:: WHAT TO WORK ON ::
Convert the stretch of entries below, from the line that contains "point: charred tree" through the line that contains "column 458, row 91", into a JSON list of strings with one string per line. Leave out any blank lines.

:: SOURCE DATA ::

----

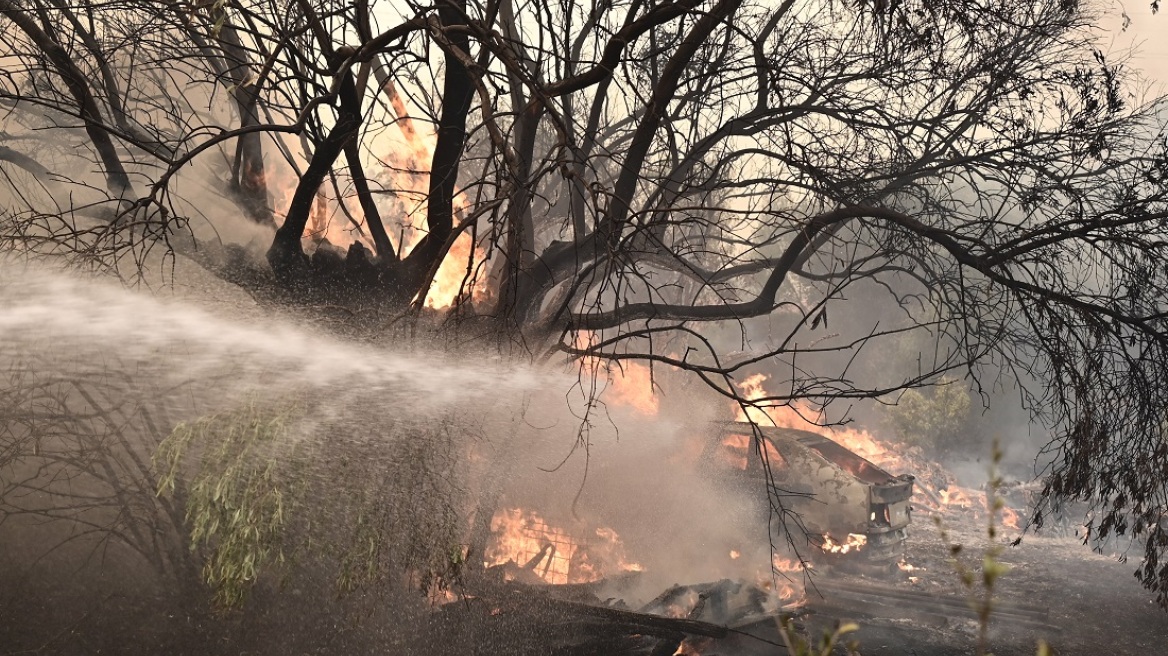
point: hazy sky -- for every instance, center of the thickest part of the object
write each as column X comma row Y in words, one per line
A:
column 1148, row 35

----

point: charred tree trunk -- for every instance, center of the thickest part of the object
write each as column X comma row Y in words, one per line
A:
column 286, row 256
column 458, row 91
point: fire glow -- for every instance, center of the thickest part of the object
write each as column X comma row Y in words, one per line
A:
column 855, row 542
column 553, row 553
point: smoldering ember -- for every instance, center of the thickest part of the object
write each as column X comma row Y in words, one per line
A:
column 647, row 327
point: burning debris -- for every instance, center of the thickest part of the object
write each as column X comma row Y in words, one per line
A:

----

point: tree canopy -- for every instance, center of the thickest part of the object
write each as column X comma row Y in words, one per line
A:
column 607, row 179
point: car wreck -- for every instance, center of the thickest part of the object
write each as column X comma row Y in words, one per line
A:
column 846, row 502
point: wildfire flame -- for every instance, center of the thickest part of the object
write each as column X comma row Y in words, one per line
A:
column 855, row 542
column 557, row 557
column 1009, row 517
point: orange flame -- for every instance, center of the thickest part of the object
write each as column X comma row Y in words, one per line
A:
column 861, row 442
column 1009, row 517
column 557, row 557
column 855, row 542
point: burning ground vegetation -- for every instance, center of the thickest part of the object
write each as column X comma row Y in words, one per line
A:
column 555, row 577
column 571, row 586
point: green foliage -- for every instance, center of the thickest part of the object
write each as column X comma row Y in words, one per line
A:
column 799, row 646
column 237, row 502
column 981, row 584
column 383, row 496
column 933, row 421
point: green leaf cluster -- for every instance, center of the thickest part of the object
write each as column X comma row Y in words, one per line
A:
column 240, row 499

----

:: THE SOLUTION ::
[
  "point: charred tree trunk -- for every instance, center of the thickest part of the object",
  "write each as column X comma row Y in words, one per line",
  "A:",
  "column 286, row 256",
  "column 458, row 91"
]